— START —
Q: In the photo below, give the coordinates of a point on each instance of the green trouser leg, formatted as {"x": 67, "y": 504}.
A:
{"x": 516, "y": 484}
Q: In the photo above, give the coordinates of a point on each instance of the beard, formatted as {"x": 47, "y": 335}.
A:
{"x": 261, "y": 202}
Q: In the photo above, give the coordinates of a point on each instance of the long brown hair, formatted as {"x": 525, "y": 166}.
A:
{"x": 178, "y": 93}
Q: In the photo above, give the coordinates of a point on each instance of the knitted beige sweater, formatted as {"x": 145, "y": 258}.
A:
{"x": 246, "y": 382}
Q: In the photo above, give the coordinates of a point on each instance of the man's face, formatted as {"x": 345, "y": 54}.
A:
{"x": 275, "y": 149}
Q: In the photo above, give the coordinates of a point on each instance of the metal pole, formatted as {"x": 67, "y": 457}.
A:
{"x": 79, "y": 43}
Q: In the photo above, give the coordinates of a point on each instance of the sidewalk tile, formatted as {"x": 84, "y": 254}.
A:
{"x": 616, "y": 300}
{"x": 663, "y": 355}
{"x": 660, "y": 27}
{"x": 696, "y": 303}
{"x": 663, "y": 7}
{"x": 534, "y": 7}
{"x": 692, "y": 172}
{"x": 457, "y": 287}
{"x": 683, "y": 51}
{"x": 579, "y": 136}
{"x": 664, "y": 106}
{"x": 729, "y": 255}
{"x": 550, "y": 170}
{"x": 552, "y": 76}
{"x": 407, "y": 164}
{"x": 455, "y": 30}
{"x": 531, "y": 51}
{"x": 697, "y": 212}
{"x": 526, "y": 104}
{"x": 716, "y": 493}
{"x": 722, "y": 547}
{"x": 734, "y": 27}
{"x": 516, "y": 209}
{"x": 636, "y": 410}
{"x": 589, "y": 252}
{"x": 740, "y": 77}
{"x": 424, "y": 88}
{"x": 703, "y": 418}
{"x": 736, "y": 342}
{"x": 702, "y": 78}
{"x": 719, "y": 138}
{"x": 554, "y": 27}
— END —
▶ **PROBLEM**:
Retype the material above, line by line, exactly.

▶ **TASK RESULT**:
Q: In the photo below, give the coordinates of a point on each instance of the green trouser leg, formatted as {"x": 67, "y": 504}.
A:
{"x": 516, "y": 484}
Q: In the photo above, give the coordinates of a point on each instance of the beard, formatted as {"x": 47, "y": 335}.
A:
{"x": 261, "y": 202}
Q: In the photo above, give the coordinates of a point on each instance of the long brown hair, formatted as {"x": 525, "y": 166}.
A:
{"x": 178, "y": 93}
Q: In the photo above, give the coordinates of a point on each instance of the knitted beige sweater, formatted as {"x": 145, "y": 258}.
A:
{"x": 246, "y": 382}
Q: In the photo above, give the coordinates of a point on each instance of the man's face, formatted as {"x": 345, "y": 54}.
A:
{"x": 275, "y": 149}
Q: In the photo above, give the coordinates of a point on each instance of the metal pole, formatted as {"x": 67, "y": 457}.
A:
{"x": 79, "y": 43}
Q: In the photo above, give the coordinates of a point on each instance of the sidewalk tile, formatted as {"x": 84, "y": 254}.
A:
{"x": 616, "y": 300}
{"x": 663, "y": 355}
{"x": 660, "y": 27}
{"x": 696, "y": 303}
{"x": 663, "y": 7}
{"x": 534, "y": 7}
{"x": 692, "y": 172}
{"x": 457, "y": 287}
{"x": 683, "y": 51}
{"x": 579, "y": 136}
{"x": 664, "y": 106}
{"x": 729, "y": 255}
{"x": 550, "y": 170}
{"x": 552, "y": 76}
{"x": 407, "y": 164}
{"x": 455, "y": 30}
{"x": 531, "y": 51}
{"x": 697, "y": 212}
{"x": 526, "y": 104}
{"x": 716, "y": 493}
{"x": 722, "y": 547}
{"x": 734, "y": 27}
{"x": 516, "y": 209}
{"x": 636, "y": 410}
{"x": 589, "y": 252}
{"x": 740, "y": 77}
{"x": 424, "y": 88}
{"x": 703, "y": 418}
{"x": 736, "y": 342}
{"x": 702, "y": 78}
{"x": 719, "y": 138}
{"x": 554, "y": 27}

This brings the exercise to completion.